Supplied information:

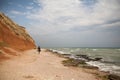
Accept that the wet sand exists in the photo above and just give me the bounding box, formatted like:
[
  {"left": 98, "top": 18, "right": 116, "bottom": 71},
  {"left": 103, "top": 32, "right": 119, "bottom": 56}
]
[{"left": 0, "top": 49, "right": 100, "bottom": 80}]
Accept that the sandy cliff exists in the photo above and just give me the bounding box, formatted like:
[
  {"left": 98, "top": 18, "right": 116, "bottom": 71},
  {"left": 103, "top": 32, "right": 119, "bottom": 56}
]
[{"left": 0, "top": 13, "right": 35, "bottom": 50}]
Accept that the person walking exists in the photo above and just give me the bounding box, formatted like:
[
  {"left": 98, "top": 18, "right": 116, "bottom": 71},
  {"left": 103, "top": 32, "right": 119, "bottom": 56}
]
[{"left": 37, "top": 46, "right": 41, "bottom": 54}]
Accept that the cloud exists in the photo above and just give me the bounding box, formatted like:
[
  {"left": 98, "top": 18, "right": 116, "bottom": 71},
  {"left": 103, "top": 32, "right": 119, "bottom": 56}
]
[
  {"left": 26, "top": 6, "right": 33, "bottom": 9},
  {"left": 10, "top": 10, "right": 25, "bottom": 15},
  {"left": 27, "top": 0, "right": 120, "bottom": 46}
]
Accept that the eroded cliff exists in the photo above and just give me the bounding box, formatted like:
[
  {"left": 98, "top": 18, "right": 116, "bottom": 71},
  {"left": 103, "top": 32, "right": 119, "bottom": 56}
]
[{"left": 0, "top": 13, "right": 35, "bottom": 50}]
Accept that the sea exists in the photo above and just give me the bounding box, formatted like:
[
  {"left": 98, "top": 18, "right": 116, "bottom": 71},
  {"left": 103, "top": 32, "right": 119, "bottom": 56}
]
[{"left": 49, "top": 48, "right": 120, "bottom": 75}]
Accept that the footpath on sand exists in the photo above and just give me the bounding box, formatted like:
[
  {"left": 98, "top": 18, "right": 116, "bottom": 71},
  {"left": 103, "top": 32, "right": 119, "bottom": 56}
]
[{"left": 0, "top": 49, "right": 99, "bottom": 80}]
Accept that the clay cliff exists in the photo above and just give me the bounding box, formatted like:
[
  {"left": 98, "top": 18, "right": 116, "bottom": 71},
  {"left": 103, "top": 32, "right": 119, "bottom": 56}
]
[{"left": 0, "top": 13, "right": 36, "bottom": 50}]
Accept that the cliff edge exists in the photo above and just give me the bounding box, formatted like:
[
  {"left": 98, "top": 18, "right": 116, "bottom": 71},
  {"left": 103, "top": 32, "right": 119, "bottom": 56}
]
[{"left": 0, "top": 13, "right": 36, "bottom": 50}]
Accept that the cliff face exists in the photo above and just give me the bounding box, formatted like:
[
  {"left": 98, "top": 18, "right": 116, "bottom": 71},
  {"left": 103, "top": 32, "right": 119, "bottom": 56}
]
[{"left": 0, "top": 13, "right": 35, "bottom": 50}]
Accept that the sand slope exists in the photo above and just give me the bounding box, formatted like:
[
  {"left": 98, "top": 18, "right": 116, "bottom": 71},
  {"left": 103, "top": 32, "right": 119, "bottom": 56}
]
[{"left": 0, "top": 49, "right": 97, "bottom": 80}]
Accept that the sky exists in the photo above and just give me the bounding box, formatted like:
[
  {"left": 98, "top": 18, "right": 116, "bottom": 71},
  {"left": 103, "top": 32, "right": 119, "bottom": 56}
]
[{"left": 0, "top": 0, "right": 120, "bottom": 47}]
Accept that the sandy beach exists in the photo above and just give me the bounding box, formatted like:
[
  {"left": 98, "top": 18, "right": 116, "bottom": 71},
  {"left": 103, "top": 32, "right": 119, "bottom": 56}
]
[{"left": 0, "top": 49, "right": 100, "bottom": 80}]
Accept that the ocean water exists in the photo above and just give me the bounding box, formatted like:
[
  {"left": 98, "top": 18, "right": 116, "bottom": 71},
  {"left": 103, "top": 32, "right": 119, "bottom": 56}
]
[{"left": 51, "top": 48, "right": 120, "bottom": 75}]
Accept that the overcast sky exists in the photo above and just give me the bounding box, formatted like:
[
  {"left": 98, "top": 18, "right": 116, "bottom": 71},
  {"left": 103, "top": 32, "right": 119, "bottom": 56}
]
[{"left": 0, "top": 0, "right": 120, "bottom": 47}]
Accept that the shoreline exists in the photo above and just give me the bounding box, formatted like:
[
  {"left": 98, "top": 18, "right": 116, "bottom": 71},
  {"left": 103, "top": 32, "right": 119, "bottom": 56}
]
[{"left": 46, "top": 49, "right": 120, "bottom": 80}]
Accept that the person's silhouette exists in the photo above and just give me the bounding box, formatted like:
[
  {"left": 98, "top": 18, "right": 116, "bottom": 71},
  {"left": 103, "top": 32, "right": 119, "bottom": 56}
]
[{"left": 37, "top": 46, "right": 41, "bottom": 54}]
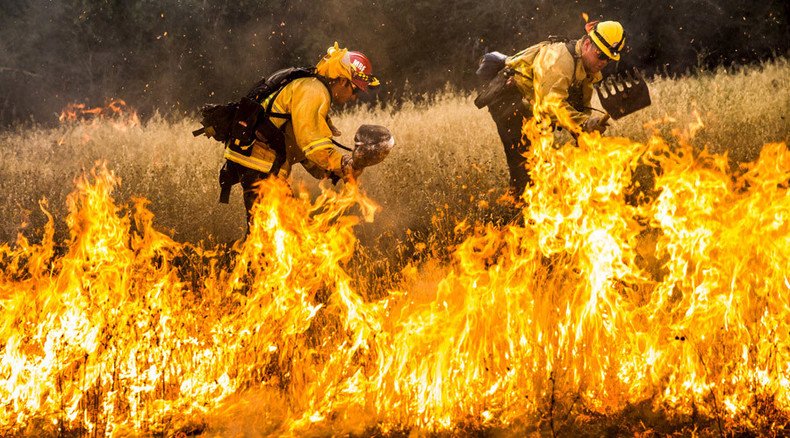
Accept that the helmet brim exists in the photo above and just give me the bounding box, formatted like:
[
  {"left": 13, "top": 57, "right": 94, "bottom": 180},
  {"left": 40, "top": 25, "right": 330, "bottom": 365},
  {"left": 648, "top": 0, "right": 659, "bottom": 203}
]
[
  {"left": 587, "top": 31, "right": 620, "bottom": 61},
  {"left": 351, "top": 76, "right": 379, "bottom": 91}
]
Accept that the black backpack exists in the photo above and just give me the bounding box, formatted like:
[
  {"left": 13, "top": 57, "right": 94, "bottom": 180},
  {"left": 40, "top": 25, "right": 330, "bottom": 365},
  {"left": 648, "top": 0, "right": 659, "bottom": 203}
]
[{"left": 192, "top": 67, "right": 316, "bottom": 174}]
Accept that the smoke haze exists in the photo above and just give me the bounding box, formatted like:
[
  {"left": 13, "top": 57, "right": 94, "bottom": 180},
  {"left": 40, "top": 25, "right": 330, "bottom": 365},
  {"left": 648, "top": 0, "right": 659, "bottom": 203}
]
[{"left": 0, "top": 0, "right": 790, "bottom": 126}]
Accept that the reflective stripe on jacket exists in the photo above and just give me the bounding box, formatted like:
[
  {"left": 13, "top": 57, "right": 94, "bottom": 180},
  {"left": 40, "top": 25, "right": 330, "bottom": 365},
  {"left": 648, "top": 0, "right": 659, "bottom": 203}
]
[
  {"left": 505, "top": 40, "right": 602, "bottom": 130},
  {"left": 225, "top": 78, "right": 342, "bottom": 177}
]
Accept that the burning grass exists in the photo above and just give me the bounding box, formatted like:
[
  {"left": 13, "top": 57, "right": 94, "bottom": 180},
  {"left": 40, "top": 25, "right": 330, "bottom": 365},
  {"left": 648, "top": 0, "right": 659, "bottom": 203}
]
[{"left": 0, "top": 61, "right": 790, "bottom": 436}]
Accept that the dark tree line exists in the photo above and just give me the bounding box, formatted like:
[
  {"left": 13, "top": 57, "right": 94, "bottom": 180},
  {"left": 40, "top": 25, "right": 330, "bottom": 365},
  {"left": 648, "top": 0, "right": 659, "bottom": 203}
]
[{"left": 0, "top": 0, "right": 790, "bottom": 126}]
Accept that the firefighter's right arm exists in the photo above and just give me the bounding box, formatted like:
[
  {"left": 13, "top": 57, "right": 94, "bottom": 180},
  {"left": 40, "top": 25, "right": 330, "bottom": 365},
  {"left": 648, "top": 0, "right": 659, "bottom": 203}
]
[
  {"left": 534, "top": 46, "right": 589, "bottom": 132},
  {"left": 291, "top": 80, "right": 347, "bottom": 178}
]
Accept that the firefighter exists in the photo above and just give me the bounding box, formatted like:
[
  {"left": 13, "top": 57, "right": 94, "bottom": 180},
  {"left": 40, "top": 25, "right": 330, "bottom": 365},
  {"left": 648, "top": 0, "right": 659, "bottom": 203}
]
[
  {"left": 476, "top": 21, "right": 625, "bottom": 199},
  {"left": 220, "top": 43, "right": 379, "bottom": 230}
]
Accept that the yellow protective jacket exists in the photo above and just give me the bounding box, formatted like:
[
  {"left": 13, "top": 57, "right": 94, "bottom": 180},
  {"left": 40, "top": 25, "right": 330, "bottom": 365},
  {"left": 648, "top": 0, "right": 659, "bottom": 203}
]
[
  {"left": 225, "top": 77, "right": 342, "bottom": 178},
  {"left": 505, "top": 40, "right": 603, "bottom": 131}
]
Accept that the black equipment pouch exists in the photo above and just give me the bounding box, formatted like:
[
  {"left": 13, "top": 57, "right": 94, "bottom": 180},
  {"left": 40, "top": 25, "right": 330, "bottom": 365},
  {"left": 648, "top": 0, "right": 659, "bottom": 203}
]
[
  {"left": 228, "top": 97, "right": 263, "bottom": 157},
  {"left": 475, "top": 52, "right": 513, "bottom": 108},
  {"left": 192, "top": 102, "right": 239, "bottom": 143}
]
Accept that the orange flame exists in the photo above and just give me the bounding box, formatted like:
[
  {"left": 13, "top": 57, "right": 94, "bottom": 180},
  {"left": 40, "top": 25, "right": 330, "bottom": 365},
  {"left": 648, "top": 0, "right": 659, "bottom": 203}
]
[
  {"left": 58, "top": 99, "right": 140, "bottom": 126},
  {"left": 0, "top": 114, "right": 790, "bottom": 435}
]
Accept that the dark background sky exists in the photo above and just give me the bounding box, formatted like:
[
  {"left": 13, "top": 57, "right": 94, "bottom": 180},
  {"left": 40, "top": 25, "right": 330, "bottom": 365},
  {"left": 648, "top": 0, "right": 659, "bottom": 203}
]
[{"left": 0, "top": 0, "right": 790, "bottom": 126}]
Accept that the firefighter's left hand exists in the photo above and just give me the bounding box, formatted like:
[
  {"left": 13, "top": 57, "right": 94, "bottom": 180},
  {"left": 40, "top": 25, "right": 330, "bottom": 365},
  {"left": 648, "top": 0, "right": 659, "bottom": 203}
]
[
  {"left": 340, "top": 154, "right": 365, "bottom": 179},
  {"left": 582, "top": 114, "right": 609, "bottom": 134}
]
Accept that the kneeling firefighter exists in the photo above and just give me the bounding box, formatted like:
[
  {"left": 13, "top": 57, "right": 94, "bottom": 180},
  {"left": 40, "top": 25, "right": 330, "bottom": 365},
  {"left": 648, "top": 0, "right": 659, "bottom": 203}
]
[
  {"left": 475, "top": 21, "right": 625, "bottom": 199},
  {"left": 193, "top": 43, "right": 394, "bottom": 231}
]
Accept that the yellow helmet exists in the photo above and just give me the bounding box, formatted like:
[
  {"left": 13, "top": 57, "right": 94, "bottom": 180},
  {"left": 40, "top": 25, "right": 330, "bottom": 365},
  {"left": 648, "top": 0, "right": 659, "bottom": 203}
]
[
  {"left": 585, "top": 21, "right": 625, "bottom": 61},
  {"left": 316, "top": 42, "right": 379, "bottom": 91}
]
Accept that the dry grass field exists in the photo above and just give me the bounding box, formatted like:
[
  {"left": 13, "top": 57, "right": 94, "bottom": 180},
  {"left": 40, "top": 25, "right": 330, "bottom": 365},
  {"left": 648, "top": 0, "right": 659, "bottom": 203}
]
[
  {"left": 0, "top": 60, "right": 790, "bottom": 436},
  {"left": 0, "top": 60, "right": 790, "bottom": 247}
]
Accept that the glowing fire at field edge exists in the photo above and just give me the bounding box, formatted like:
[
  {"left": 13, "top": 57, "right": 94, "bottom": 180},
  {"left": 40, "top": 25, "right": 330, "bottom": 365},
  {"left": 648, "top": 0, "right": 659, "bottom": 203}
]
[{"left": 0, "top": 118, "right": 790, "bottom": 435}]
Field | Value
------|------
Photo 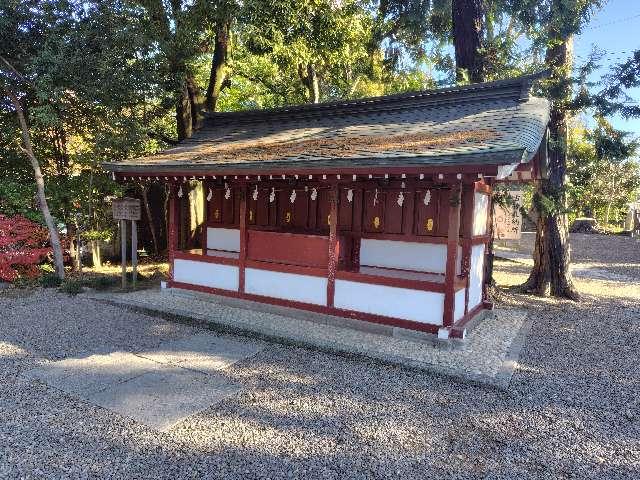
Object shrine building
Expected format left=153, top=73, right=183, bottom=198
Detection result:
left=104, top=76, right=549, bottom=338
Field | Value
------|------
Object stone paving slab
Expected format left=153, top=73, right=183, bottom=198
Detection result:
left=137, top=333, right=262, bottom=373
left=23, top=333, right=263, bottom=430
left=87, top=367, right=239, bottom=431
left=24, top=352, right=162, bottom=397
left=87, top=288, right=529, bottom=388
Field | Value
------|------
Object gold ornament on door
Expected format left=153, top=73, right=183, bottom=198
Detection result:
left=424, top=218, right=433, bottom=232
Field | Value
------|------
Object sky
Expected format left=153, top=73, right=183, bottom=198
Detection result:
left=574, top=0, right=640, bottom=136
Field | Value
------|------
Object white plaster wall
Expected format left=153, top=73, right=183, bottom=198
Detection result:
left=472, top=192, right=489, bottom=235
left=453, top=288, right=465, bottom=322
left=207, top=228, right=240, bottom=252
left=173, top=258, right=239, bottom=290
left=468, top=245, right=484, bottom=310
left=244, top=268, right=327, bottom=305
left=334, top=280, right=444, bottom=325
left=360, top=238, right=447, bottom=273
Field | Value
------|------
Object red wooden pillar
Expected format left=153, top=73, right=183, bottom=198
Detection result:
left=201, top=180, right=209, bottom=255
left=443, top=183, right=461, bottom=327
left=327, top=184, right=339, bottom=307
left=460, top=183, right=475, bottom=314
left=167, top=184, right=179, bottom=280
left=238, top=185, right=248, bottom=293
left=482, top=180, right=493, bottom=309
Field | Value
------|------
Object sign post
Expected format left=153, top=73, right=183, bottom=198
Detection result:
left=113, top=197, right=142, bottom=289
left=493, top=190, right=523, bottom=240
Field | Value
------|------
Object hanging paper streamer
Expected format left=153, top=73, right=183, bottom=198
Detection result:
left=423, top=190, right=431, bottom=206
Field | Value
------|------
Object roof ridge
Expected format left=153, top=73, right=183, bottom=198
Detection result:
left=205, top=72, right=546, bottom=124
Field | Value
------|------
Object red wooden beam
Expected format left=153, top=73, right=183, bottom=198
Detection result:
left=167, top=185, right=178, bottom=280
left=443, top=183, right=461, bottom=327
left=460, top=183, right=475, bottom=314
left=327, top=184, right=339, bottom=307
left=238, top=185, right=248, bottom=292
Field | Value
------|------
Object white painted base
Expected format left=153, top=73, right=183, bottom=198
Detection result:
left=173, top=259, right=240, bottom=291
left=360, top=238, right=447, bottom=273
left=244, top=268, right=327, bottom=305
left=453, top=288, right=465, bottom=322
left=334, top=280, right=444, bottom=325
left=467, top=245, right=484, bottom=310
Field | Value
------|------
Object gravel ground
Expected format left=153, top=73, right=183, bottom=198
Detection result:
left=0, top=236, right=640, bottom=479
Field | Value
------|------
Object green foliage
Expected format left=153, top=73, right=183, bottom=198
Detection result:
left=0, top=0, right=640, bottom=255
left=567, top=119, right=640, bottom=224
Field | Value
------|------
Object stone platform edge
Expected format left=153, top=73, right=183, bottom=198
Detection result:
left=83, top=288, right=530, bottom=390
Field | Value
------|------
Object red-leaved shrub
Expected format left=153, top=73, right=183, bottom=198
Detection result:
left=0, top=215, right=51, bottom=282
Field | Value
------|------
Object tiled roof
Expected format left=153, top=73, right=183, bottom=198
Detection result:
left=105, top=76, right=549, bottom=173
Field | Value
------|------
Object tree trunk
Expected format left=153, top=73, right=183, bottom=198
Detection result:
left=187, top=76, right=203, bottom=131
left=5, top=89, right=64, bottom=279
left=205, top=22, right=230, bottom=112
left=451, top=0, right=485, bottom=83
left=522, top=37, right=579, bottom=300
left=298, top=63, right=320, bottom=103
left=176, top=81, right=193, bottom=141
left=91, top=240, right=102, bottom=268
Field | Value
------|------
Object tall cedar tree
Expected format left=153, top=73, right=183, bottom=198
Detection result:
left=451, top=0, right=485, bottom=83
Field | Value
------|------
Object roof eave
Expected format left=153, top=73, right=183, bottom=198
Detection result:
left=102, top=147, right=529, bottom=175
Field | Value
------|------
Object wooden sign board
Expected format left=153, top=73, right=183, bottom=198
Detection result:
left=113, top=198, right=142, bottom=221
left=493, top=190, right=522, bottom=240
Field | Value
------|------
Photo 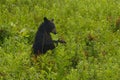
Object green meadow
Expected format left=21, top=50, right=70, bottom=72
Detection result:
left=0, top=0, right=120, bottom=80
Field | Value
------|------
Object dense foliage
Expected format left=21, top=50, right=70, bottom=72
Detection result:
left=0, top=0, right=120, bottom=80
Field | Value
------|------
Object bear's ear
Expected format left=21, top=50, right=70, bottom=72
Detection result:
left=51, top=19, right=54, bottom=22
left=44, top=17, right=48, bottom=22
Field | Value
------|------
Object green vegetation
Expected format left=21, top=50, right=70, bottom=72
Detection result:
left=0, top=0, right=120, bottom=80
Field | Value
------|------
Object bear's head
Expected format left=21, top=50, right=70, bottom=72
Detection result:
left=44, top=17, right=57, bottom=34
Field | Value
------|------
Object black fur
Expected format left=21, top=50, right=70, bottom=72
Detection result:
left=33, top=17, right=57, bottom=55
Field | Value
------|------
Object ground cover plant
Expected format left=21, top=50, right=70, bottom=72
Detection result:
left=0, top=0, right=120, bottom=80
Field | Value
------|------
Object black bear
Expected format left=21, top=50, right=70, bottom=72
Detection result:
left=33, top=17, right=66, bottom=57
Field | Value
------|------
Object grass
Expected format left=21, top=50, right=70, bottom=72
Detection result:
left=0, top=0, right=120, bottom=80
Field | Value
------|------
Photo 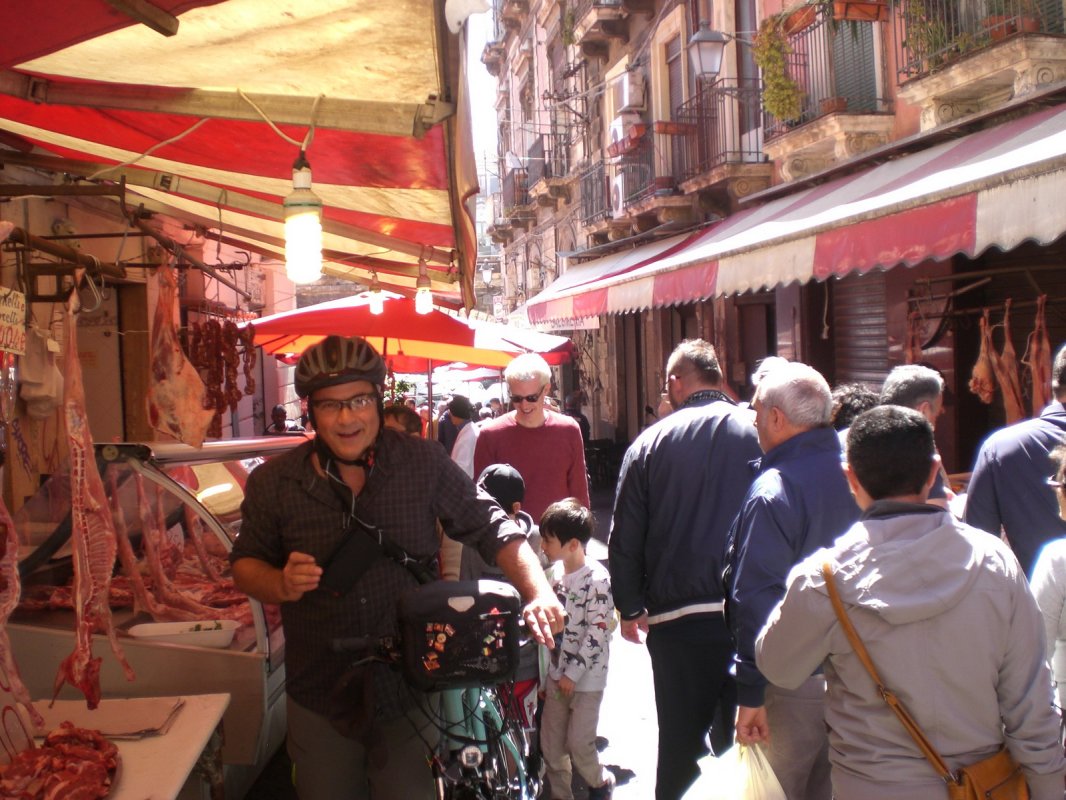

The task: Extract every line of the items above that contains the word "wooden".

Response below:
Object red wooden pillar
Object red wooden beam
Object wooden sign board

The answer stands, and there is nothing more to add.